Com o passar do tempo, o governo português percebeu que precisava da Igreja Católica para servir as suas ambições imperialistas nas suas colônias. Assim, durante o período do Estado Novo, o catolicismo romano tornou-se a religião dominante nas colónias portuguesas após uma aliança entre a Igreja e o governo português com a assinatura da Concordata em 1940.

MOÇAMBIQUE TEM RELIGIÃO PRÓPRIA OU NÃO?

A partir da assinatura da Concordata, as relações entre o Estado português e a Igreja Católica caracterizaram-se por uma colaboração activa. A Igreja Católica passou a pregar um evangelho de obediência dócil às autoridades portuguesas, propagando a cultura e civilização portuguesas.

Antes da adopção do catolicismo em Moçambique, os indígenas praticavam livremente as suas diferentes religiões e rituais culturais. A adopção do catolicismo, como proposto pelos missionários, fez com que tivessem que acabar com as suas religiões e rituais culturais. Os padres católicos muitas vezes interrompiam os rituais religiosos dos indígenas, destruindo as suas estátuas e objectos de sacrifícios, alegando que eram cultos a Satanás.

Uma parte do povo moçambicano continua a acreditar até hoje na religião dos seus antepassados que se resume na crença da intervenção dos antepassados e dos ancestrais a quem se dirigem e oferecem sacrifícios em busca de defesa ou protecção em tempos difíceis, como doenças, a falta de chuva ou má colheita. Este grupo de moçambicanos acredita igualmente na intervenção de um deus ou criador supremo, com antepassados e ancestrais como intermediários entre eles e esse criador. 

Assim como os africanos acreditam na intervenção de um deus ou criador supremo, com antepassados e ancestrais como intermediários entre eles e esse criador, a Igreja Católica acredita na intermediação de seus santos diante de Deus. É também sabido que, como os africanos, esta Igreja venera as estátuas da Virgem Maria, como acontece em Lurdes, em Fátima e na vila de Namaacha em Moçambique. Não terá sido essa crença da Igreja Católica fortemente influenciada pelas religiões africanas cujas estátuas os missionários destruíram no passado?

● INSTRUÇÕES DE TRABALHO:
a) Transcreva o trecho do texto sobre religião em Moçambique que começa nas palavras "Com o passar" e termina após "PRÓPRIA OU NÃO?".
b) Segundo o texto sobre religião em Moçambique, em que ano foi assinada a Concordata entre a Igreja e o governo português?

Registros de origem
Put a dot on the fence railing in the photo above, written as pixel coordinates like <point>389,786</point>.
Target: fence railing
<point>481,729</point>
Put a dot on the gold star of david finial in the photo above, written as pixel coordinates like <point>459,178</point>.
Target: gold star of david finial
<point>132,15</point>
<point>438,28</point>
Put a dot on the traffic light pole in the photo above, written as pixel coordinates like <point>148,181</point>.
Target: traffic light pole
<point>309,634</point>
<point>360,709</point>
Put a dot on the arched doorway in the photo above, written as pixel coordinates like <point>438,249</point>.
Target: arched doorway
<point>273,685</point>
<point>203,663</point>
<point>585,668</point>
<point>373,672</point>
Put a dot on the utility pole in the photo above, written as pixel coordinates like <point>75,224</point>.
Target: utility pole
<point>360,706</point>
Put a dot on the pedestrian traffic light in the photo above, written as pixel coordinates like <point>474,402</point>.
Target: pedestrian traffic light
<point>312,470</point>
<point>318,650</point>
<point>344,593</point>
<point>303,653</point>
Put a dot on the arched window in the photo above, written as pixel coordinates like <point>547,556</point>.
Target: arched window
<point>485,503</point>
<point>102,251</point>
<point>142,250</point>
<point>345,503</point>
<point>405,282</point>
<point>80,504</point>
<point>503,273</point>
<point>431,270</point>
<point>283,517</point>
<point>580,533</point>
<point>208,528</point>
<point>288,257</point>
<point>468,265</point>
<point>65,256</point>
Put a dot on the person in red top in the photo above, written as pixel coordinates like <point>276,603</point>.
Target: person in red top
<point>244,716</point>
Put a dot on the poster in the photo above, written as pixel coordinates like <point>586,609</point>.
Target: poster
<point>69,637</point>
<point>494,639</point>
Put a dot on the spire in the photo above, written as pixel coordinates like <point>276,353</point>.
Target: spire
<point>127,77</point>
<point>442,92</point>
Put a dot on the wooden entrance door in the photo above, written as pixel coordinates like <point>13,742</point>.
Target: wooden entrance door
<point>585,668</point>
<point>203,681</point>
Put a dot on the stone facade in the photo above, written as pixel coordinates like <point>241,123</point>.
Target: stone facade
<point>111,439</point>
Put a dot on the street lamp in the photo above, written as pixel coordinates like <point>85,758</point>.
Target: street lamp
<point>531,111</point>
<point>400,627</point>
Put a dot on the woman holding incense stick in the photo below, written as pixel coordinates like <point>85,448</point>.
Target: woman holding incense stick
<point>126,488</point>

● EXERCÍCIO RESOLVIDO:
a)
Com o passar do tempo, o governo português percebeu que precisava da Igreja Católica para servir as suas ambições imperialistas nas suas colônias. Assim, durante o período do Estado Novo, o catolicismo romano tornou-se a religião dominante nas colónias portuguesas após uma aliança entre a Igreja e o governo português com a assinatura da Concordata em 1940.

MOÇAMBIQUE TEM RELIGIÃO PRÓPRIA OU NÃO?

b) Em 1940.